• TEXTE À ANALYSER:
Kahlaoui a indiqué, dans le même contexte, que le sit-in du Bardo avait un contexte politique particulier, caractérisé par l’initiative d’Essebsi de rassembler l’opposition.
Il a ajouté que l’été 2013 avait été marqué par des opérations terroristes, dont l’assassinat de Mohamed Brahmi (opposant nationaliste) devant sa demeure le 25 juillet.
**** L’extrême Gauche avec l’ancien régime
Selon le contenu diffusé sur les réseaux sociaux, Kahlaoui a souligné qu’il existe des parties politiques à orientations contradictoires, dont les partisans de l’ancien régime de Ben Ali, comme Abir Moussi et des personnes proches du parti Nida Tounes.
Un groupe de Gauche a également rejoint ce mouvement virtuel et se divise entre les partisans du président Kaïs Saïed et des personnes de la Gauche radicale, dont l’existence et l’impact ne dépassent pas Facebook, a souligné Kahlaoui.

• CONSIGNE:
Répondez à ces questions d'après le texte à analyser :
(a) Selon Kahlaoui, quelle initiative caractérisait le contexte politique du sit-in du Bardo ?
(b) À quelle date Mohamed Brahmi a-t-il été assassiné devant sa demeure ?
(c) Entre quels deux ensembles se divise le groupe de Gauche qui a rejoint le mouvement virtuel ?

• LISTE DES ENTRÉES:
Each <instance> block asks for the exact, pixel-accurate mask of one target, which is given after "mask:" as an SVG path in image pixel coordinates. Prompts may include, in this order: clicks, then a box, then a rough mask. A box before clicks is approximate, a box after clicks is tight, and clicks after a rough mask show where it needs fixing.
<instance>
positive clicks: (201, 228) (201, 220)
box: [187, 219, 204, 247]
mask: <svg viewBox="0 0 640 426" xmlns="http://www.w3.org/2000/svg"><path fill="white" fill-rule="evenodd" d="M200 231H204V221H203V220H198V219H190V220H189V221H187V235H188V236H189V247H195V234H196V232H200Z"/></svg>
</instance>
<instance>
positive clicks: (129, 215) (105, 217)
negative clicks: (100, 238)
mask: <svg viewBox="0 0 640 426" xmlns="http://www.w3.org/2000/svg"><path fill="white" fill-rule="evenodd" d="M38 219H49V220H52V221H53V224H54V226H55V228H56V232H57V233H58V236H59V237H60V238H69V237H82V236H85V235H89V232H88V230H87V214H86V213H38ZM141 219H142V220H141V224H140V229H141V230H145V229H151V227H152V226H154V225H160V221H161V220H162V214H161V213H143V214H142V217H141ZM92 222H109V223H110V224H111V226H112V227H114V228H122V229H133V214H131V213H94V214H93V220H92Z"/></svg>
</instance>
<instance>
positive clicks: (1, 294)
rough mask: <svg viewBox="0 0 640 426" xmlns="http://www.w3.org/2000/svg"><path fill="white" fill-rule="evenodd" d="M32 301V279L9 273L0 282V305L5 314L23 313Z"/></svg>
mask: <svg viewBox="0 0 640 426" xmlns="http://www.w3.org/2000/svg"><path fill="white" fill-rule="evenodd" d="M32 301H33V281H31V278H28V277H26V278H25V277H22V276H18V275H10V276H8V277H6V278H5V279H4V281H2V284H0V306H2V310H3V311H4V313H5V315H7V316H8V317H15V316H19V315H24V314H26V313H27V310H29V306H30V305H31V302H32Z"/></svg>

• RÉPONSE:
(a) L'initiative d'Essebsi de rassembler l'opposition.
(b) Le 25 juillet 2013.
(c) Entre les partisans du président Kaïs Saïed et des personnes de la Gauche radicale.